▼▼▼

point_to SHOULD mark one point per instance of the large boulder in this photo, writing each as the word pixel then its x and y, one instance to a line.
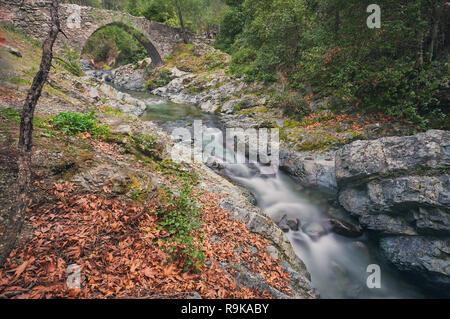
pixel 400 188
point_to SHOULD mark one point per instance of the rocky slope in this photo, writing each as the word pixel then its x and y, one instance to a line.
pixel 400 188
pixel 128 172
pixel 397 186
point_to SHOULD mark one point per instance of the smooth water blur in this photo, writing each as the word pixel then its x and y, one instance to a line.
pixel 337 264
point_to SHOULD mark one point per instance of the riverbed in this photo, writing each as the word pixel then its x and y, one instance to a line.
pixel 340 267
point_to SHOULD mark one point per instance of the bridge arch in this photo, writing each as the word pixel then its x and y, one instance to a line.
pixel 138 35
pixel 78 23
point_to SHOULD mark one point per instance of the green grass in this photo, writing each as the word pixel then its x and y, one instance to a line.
pixel 71 123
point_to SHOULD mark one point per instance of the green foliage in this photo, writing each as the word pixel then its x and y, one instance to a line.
pixel 232 24
pixel 291 103
pixel 145 144
pixel 71 123
pixel 182 219
pixel 160 11
pixel 326 48
pixel 159 79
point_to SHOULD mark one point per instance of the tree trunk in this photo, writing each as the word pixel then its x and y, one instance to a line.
pixel 16 214
pixel 180 18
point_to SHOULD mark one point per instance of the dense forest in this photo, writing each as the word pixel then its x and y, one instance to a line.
pixel 320 47
pixel 135 159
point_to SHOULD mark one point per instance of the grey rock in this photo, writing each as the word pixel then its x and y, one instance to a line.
pixel 400 186
pixel 342 228
pixel 293 224
pixel 426 257
pixel 314 230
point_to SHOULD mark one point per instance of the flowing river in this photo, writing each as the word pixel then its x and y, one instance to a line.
pixel 338 265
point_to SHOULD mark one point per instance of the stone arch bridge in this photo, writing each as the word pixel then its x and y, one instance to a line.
pixel 78 23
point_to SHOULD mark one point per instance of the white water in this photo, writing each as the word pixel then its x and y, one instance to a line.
pixel 337 264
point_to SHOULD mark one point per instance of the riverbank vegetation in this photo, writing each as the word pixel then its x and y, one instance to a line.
pixel 325 48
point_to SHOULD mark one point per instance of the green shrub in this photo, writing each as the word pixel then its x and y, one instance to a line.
pixel 71 123
pixel 182 218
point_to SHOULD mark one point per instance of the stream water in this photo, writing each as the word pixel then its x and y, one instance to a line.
pixel 338 265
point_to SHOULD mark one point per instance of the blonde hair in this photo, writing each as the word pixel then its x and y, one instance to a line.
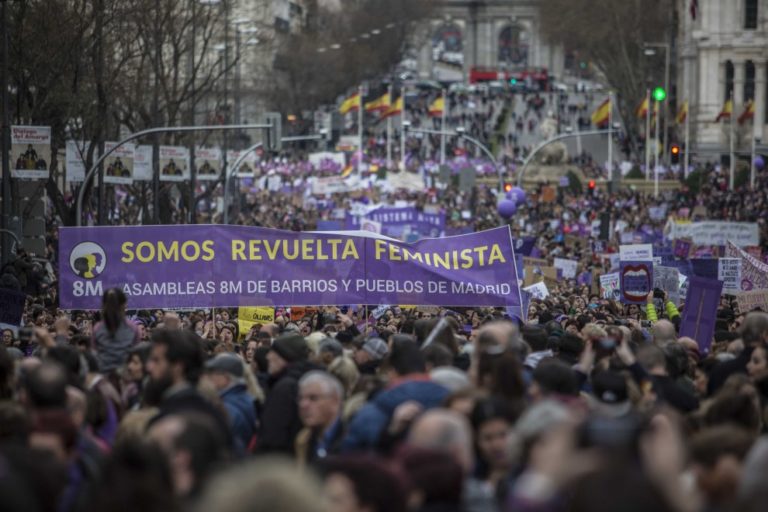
pixel 345 369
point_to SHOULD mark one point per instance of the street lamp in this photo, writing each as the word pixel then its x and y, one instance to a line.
pixel 649 50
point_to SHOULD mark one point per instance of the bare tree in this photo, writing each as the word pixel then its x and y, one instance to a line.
pixel 611 35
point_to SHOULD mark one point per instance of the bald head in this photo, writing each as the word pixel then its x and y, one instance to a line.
pixel 664 333
pixel 444 430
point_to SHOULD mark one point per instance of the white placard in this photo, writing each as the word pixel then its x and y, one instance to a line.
pixel 538 290
pixel 636 252
pixel 569 267
pixel 729 272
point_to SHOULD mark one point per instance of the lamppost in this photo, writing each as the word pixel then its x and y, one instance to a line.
pixel 649 49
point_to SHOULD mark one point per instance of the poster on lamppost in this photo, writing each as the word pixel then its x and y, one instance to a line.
pixel 208 163
pixel 30 152
pixel 174 163
pixel 118 165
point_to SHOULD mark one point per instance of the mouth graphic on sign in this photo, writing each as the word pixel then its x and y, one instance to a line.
pixel 636 283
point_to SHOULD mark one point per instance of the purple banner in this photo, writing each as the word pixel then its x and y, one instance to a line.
pixel 700 312
pixel 636 278
pixel 199 266
pixel 394 221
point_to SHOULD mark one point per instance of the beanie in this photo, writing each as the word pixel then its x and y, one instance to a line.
pixel 292 347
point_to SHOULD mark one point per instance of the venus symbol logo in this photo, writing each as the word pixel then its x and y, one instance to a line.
pixel 88 260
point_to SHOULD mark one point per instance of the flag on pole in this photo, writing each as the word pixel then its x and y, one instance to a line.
pixel 749 112
pixel 380 104
pixel 601 115
pixel 395 109
pixel 642 110
pixel 437 106
pixel 726 112
pixel 351 104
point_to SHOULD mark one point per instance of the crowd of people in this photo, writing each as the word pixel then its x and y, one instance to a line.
pixel 584 404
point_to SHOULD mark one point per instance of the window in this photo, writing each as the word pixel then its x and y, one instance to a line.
pixel 750 14
pixel 728 79
pixel 749 80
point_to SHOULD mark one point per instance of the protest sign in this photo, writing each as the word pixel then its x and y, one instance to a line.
pixel 538 290
pixel 681 247
pixel 749 301
pixel 667 279
pixel 610 287
pixel 174 163
pixel 208 163
pixel 636 280
pixel 118 166
pixel 11 306
pixel 247 317
pixel 729 272
pixel 636 252
pixel 715 232
pixel 30 152
pixel 229 266
pixel 754 273
pixel 700 311
pixel 568 267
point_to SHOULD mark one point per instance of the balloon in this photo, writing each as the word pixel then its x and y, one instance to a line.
pixel 517 195
pixel 507 208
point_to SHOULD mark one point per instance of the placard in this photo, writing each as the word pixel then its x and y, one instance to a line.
pixel 636 281
pixel 30 152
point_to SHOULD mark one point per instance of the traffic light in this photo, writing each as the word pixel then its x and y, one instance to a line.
pixel 674 153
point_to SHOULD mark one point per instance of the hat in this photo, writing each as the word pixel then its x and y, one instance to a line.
pixel 330 345
pixel 227 363
pixel 376 348
pixel 610 389
pixel 291 346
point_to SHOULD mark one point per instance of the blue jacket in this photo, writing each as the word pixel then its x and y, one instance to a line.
pixel 374 417
pixel 242 414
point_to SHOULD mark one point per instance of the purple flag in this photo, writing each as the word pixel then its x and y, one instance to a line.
pixel 700 311
pixel 203 266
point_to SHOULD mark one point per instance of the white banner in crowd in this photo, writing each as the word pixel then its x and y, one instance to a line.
pixel 30 152
pixel 568 267
pixel 208 163
pixel 118 166
pixel 174 163
pixel 142 163
pixel 317 159
pixel 714 232
pixel 729 272
pixel 636 252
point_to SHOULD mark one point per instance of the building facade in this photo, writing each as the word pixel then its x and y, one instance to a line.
pixel 489 34
pixel 722 53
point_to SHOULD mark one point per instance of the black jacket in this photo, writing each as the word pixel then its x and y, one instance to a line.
pixel 280 420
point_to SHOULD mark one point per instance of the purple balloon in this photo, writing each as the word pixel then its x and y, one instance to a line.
pixel 506 208
pixel 517 195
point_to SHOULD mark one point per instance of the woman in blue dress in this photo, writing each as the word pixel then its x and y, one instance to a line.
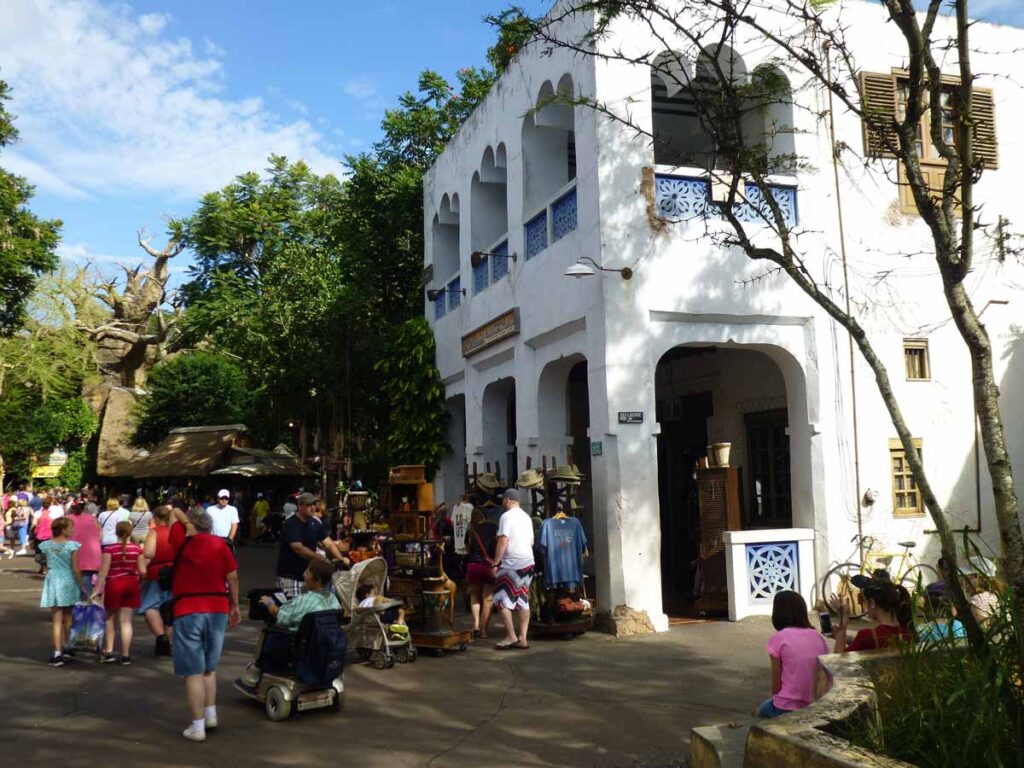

▲▲▲

Task instructions
Reproduce exactly, with every picture left out, the lines from the one that contains "point_to SHOULD mark one point per instance of the black" to the final line of the records above.

Task response
point_to SHOULD mark one point per instance of the black jacket in this photo, writing each as the word pixel then its x and y, one instance to a line.
pixel 280 420
point_to SHOULD mark one point per instance of the purple balloon in this photo, writing each as the word pixel then its x and y, one instance to a line.
pixel 506 208
pixel 517 195
point_to SHOULD mark one point per instance of the woman in blue dress in this photo, writing each as the word pixel then its x and y, one instance to a line.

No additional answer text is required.